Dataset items
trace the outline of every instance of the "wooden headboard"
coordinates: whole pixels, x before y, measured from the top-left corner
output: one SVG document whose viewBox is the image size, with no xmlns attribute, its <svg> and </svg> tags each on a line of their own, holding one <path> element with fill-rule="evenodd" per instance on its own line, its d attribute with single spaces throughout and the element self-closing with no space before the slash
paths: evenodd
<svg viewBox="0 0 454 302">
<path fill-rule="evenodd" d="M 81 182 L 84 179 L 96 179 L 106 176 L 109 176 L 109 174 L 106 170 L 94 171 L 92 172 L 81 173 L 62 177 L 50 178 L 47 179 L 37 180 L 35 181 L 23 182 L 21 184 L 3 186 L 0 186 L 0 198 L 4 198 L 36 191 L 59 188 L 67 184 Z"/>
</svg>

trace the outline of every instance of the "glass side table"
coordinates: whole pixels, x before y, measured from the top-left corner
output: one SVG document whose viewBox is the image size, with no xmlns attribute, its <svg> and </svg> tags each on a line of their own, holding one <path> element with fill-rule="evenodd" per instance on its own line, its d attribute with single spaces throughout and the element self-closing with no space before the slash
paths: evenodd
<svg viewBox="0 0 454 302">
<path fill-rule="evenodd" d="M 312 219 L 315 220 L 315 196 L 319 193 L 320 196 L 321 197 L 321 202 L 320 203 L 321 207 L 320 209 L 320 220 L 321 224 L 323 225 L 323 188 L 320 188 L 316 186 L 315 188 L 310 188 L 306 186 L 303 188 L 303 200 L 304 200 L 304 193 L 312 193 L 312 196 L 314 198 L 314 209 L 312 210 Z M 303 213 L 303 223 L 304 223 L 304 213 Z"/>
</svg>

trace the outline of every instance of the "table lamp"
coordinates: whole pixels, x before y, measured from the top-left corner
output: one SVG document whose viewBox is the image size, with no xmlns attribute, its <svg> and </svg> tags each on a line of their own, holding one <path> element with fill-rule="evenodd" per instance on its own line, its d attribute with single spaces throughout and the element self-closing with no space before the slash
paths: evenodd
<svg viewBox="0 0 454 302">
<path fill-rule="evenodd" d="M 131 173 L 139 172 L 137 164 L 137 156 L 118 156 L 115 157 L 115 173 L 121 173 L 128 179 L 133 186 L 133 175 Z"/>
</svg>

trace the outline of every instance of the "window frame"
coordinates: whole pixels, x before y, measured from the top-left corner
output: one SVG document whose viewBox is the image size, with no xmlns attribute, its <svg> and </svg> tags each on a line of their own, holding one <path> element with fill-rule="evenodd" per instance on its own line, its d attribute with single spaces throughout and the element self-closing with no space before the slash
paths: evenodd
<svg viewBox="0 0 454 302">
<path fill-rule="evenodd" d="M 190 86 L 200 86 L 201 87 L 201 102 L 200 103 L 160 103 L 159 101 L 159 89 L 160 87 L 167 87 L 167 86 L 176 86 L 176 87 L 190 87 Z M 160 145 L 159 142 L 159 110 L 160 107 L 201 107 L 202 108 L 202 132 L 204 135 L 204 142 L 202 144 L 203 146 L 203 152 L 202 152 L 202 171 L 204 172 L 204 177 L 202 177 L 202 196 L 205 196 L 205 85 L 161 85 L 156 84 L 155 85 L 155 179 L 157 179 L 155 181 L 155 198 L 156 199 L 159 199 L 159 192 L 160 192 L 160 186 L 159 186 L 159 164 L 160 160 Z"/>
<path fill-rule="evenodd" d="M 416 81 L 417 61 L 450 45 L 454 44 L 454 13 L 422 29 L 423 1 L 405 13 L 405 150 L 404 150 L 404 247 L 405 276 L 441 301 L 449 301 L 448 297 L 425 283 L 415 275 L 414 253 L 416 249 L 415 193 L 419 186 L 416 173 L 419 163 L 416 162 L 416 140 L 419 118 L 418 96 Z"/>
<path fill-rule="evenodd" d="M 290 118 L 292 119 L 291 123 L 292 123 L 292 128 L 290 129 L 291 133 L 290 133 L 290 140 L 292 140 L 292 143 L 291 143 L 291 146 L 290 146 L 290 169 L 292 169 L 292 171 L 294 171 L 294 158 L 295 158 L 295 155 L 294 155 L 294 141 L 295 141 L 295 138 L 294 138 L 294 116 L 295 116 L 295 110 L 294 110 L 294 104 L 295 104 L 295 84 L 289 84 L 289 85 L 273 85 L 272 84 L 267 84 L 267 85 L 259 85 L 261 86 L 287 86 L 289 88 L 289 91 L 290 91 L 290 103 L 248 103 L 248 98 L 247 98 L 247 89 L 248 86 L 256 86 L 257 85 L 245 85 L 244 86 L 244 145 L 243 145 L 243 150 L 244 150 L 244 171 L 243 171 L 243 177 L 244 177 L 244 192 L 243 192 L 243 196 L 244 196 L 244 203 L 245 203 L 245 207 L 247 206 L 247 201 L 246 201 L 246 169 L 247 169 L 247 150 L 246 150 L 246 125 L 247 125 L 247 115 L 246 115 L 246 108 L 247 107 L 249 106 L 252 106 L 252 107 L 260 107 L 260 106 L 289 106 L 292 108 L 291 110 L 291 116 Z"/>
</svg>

• [Given request]: Please gather every line of the listing above that contains the word "trace", copying each one in full.

• [Task response]:
trace the outline of every instance of the "wooden headboard"
trace the outline of every instance of the "glass side table"
trace the outline of every instance of the "table lamp"
trace the outline of every instance of the "window frame"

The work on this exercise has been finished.